[Stored items from a collection]
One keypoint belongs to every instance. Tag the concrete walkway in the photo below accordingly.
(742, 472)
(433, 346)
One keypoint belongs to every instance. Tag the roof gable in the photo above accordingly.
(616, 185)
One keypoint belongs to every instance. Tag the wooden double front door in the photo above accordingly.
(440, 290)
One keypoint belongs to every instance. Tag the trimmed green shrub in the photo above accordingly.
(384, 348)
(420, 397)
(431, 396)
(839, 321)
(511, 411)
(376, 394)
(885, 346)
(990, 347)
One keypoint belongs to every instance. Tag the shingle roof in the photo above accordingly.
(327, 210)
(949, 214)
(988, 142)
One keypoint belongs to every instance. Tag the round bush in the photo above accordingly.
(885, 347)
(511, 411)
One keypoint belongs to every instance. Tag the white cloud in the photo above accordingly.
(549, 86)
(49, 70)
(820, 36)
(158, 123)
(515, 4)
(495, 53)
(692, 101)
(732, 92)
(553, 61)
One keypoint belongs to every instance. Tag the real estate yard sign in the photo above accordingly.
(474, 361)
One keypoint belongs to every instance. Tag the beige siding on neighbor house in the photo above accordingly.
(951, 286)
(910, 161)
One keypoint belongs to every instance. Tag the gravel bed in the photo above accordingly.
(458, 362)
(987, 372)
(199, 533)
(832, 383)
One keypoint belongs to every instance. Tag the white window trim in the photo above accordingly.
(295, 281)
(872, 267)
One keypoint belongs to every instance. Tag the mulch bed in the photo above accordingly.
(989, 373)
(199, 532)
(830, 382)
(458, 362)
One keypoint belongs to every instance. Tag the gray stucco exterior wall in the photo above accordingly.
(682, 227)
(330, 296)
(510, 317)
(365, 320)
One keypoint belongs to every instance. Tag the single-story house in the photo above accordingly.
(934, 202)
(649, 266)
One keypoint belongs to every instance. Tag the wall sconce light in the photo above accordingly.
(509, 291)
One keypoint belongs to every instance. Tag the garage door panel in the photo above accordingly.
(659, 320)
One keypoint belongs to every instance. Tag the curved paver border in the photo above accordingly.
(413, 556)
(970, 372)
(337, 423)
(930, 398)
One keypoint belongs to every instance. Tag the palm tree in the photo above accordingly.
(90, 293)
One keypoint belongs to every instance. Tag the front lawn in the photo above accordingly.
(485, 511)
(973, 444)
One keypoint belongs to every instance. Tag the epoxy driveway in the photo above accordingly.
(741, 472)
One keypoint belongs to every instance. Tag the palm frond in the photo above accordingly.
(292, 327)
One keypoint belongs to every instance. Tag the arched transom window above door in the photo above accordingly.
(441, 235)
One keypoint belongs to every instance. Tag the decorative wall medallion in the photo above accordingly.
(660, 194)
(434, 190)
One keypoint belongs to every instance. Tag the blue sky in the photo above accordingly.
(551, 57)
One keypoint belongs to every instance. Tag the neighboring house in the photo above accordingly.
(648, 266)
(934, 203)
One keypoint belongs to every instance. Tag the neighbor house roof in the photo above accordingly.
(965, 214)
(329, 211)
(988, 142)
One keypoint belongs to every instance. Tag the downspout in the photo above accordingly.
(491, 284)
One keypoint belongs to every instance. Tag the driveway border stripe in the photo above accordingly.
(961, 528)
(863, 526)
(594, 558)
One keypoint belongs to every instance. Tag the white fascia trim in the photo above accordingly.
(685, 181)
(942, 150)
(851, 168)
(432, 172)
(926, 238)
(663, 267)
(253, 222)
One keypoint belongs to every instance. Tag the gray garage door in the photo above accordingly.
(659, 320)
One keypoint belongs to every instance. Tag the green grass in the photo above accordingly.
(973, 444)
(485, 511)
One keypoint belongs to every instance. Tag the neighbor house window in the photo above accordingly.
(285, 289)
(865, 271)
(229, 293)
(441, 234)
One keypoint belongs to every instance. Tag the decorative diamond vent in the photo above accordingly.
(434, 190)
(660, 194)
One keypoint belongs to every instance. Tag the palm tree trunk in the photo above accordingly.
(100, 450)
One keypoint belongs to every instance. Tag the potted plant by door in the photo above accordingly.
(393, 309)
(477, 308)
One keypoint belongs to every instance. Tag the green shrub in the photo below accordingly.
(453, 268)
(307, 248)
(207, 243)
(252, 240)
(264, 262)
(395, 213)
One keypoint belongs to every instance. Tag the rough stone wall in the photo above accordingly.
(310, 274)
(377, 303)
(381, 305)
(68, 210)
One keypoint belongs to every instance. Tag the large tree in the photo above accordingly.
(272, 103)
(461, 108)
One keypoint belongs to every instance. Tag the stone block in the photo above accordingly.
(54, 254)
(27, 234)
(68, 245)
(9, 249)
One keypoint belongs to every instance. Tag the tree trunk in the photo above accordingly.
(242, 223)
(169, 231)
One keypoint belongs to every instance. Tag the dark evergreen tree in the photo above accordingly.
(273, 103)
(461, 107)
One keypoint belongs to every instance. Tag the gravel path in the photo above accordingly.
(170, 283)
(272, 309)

* _Written task_
Everything from the line containing "One keypoint belongs to every instance. Tag the palm tree trunk" through the final line of the listing, inclusive, must be reproduced exactly; leave out the rest.

* _Final result_
One keypoint belongs to every instance. Tag the palm tree trunk in the photo above accordingly.
(100, 450)
One keypoint belongs to every instance. Tag the potted plant by door in the photo above accordingly.
(393, 309)
(477, 308)
One keypoint belongs to every instance. Tag the green shrub in the photo below accordingly.
(453, 268)
(307, 248)
(207, 243)
(252, 240)
(264, 262)
(395, 213)
One keypoint belongs to every instance. Tag the rough stone wall in the photo above accordingly.
(310, 274)
(377, 303)
(381, 305)
(68, 210)
One keypoint belongs to every instance. Tag the large tree in the photo above accordingly.
(272, 103)
(461, 108)
One keypoint belongs to every instance. Tag the stone block in the photo above accordingly.
(54, 254)
(27, 234)
(68, 245)
(9, 249)
One keypoint belongs to every instance. Tag the tree trunk in the photo above accordingly.
(242, 223)
(169, 231)
One keypoint belongs to every instance. Tag the dark evergreen tree in the photo above accordingly.
(273, 103)
(461, 107)
One keypoint belongs to every instance. Tag the gravel path in the photo above accordingly.
(170, 283)
(272, 309)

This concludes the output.